▸ **THE PROBLEM**: Translate this sentence from the protein structure prediction text into Spanish: "The HS algorithm is a metaheuristic algorithm mimicking the improvisation process of musicians."

▸ **DOCUMENT EXTRACT**:
- - -
In this paper, we introduce an ab initio protein structure prediction method using an adapted harmony search algorithm as a conformational search tool which will be the first attempt to use HSA in this problem.
Materials and Methods
We used SMMP energy function which is a modern package for simulation of proteins.6 A set of energy minimization routines and modern Monte Carlo algorithms are used with two different parameter sets to calculate the internal energy: ECEPP/2 potential, ECEPP/3 potential.
We tested our algorithm on a small protein called Met-enkephalin which has five Amino acids.
We represented the protein sequence as a vector of torsion angles (Fig. 1) which includes both main chain angles (F, ?, ?) and side chain angles (X1, X2,...,Xn). Initialy, a conformation of angles is generated randomly within the interval [-p,p] and passed to the harmony memory to be optimized by the adapted Harmony Search Algorithm.
Harmony Search Algorithm
The HS algorithm is a metaheuristic algorithm mimicking the improvisation process of musicians. In the process, each musician plays a note for finding a best harmony all together.7 Likewise, each decision variable in optimization process has a value for finding a best vector all together.
The harmony search consists of four steps:
Step1. Initialize Harmony parameters like the HM, PAR and HMCR.
Step2. Improvise a new harmony from HM.
Step3. If the new harmony is better than minimum harmony in HM, include the new harmony in HM, and exclude the minimum harmony from HM.
Step4. If stopping criteria is not satisfied, go to Step 2.
Adapted Harmony Search Algorithm
We introduced an adapted Harmony Search algorithm (Fig. 2) which introduced a new scheme for selecting the two main parameters of HSA; PAR and HMCR using a simulated annealing.
- - -
▸ **SUPPLIED MATERIAL**:
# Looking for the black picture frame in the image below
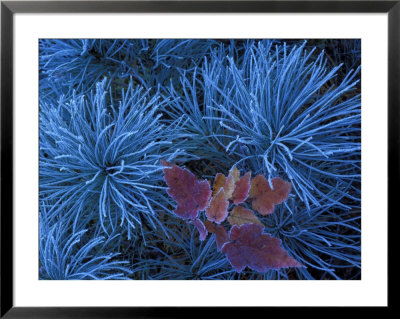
- - -
▸ **ANSWER FOR THE TASK**: El algoritmo HS es un algoritmo metaheurístico que imita el proceso de improvisación de los músicos.